Text segment.
• • • • • • •
# What's your preferred poop scooping device?



## bocephus (Aug 30, 2012)

I spot clean a straw covered dirt floor every 2-3 weeks. Right now I use a flat metal snow shovel. The snow shovel seems to work best if I want to get all the way down to the dirt. I've been eyeing the plastic stall forks at the various feed stores but the teeth spacing on those don't look very effective for dealing with the pellets sheep make. Looking online I do see a "fine tine" scoop with 3/8" spacing so that might work.


----------



## SheepGirl (Aug 30, 2012)

When my sheep were in a dry lot, I did use a 9-toothed pitchfork to fluff up straw to put in the mud (usually just around the waterer and in the ram's pen). However I never did pick up their poop, so I can't really help you there.


----------



## ksalvagno (Aug 30, 2012)

http://www.epinions.com/review/True...ene_Leaf_Rake_Polyp/content_508793884292?sb=1
http://www.truevalue.com/product/Kids-Floral-Polyethylene-Leaf-Rake/16700.uts

with this shovel: http://www.tractorsupply.com/groundwork-reg-western-pattern-d-handle-aluminum-scoop-46-in--4410778

This is the best rake ever to rake up the berries. Have been using them for years. The spacing between the tines is just right.
• • • • • • •
(Point placement listing)
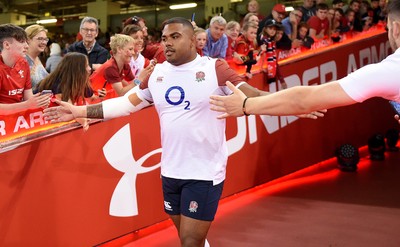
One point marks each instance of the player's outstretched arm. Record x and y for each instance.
(66, 112)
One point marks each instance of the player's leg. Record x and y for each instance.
(193, 232)
(199, 203)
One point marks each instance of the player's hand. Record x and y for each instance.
(231, 105)
(63, 113)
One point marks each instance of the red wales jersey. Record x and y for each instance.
(13, 81)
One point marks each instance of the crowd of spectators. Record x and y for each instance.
(120, 60)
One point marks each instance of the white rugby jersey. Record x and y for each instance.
(193, 139)
(380, 79)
• • • • • • •
Exercise tasks.
a: Answer these questions about the poop-scooping thread:
(i) What tool does bocephus currently use to spot clean the floor?
(ii) How many teeth does the pitchfork SheepGirl used have?
(iii) What tine spacing does the "fine tine" scoop bocephus found online have?
b: Count the lines of the listing that contain the string "instance", matching case exactly, and give only the number.
The forum thread and the listing are separate, unrelated material.

Responses.
a:
(i) A flat metal snow shovel
(ii) Nine
(iii) 3/8"

b: 6